Task set –
1 – From the PostgreSQL authorization instructions, output the passage starting at "Here’s how to" and ending at "on the server.".
2 – Which items does the setup procedure in the PostgreSQL authorization instructions tell you to enter? List all of them.
3 – According to the PostgreSQL authorization instructions, what should you leave out when entering the Database Host?

Authorization of a PostgreSQL Account

The first time you add a PostgreSQL card to a FLO, you will need to create a configuration. This will allow you to connect to your account, save your account information, and reuse that configuration next time you build a FLO with the connector. That way, you don’t have to sign in every time you want to build a FLO with this Connector. Instead, use the configuration you have already set up. You can create and save multiple configurations and share them with your teammates.

Here’s how to set up a new configuration in PostgreSQL:

  1. Enter in an Account Nickname. This should be unique so if you are connecting multiple PostgreSQL accounts you will be able to tell them apart (e.g. “Postgres 1”).
  2. Enter your PostgreSQL Username and Password.
  3. Enter the Database Host, the server that hosts your database (e.g. “stampy.db.elephantsql.com”). Do not include the protocol or port.
  4. Enter your Database Name, the unique name of your database on the server.

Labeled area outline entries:
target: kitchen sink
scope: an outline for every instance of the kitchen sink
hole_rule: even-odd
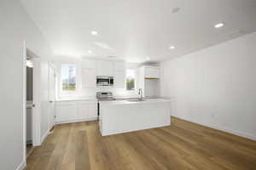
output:
[[[127,99],[126,101],[129,102],[139,102],[139,101],[145,101],[145,99]]]

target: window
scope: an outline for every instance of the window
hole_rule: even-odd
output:
[[[126,70],[126,90],[135,90],[135,71],[136,70]]]
[[[61,65],[61,85],[63,91],[76,90],[76,67],[74,65]]]

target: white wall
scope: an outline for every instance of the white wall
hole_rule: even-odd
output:
[[[256,32],[161,63],[172,115],[256,139]]]
[[[23,41],[42,58],[51,49],[20,1],[1,0],[0,20],[0,169],[15,170],[24,161]]]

Solutions to each task –
1 –
Here’s how to set up a new configuration in PostgreSQL:

  1. Enter in an Account Nickname. This should be unique so if you are connecting multiple PostgreSQL accounts you will be able to tell them apart (e.g. “Postgres 1”).
  2. Enter your PostgreSQL Username and Password.
  3. Enter the Database Host, the server that hosts your database (e.g. “stampy.db.elephantsql.com”). Do not include the protocol or port.
  4. Enter your Database Name, the unique name of your database on the server.

2 –
Account Nickname
PostgreSQL Username
Password
Database Host
Database Name

3 – The protocol and the port.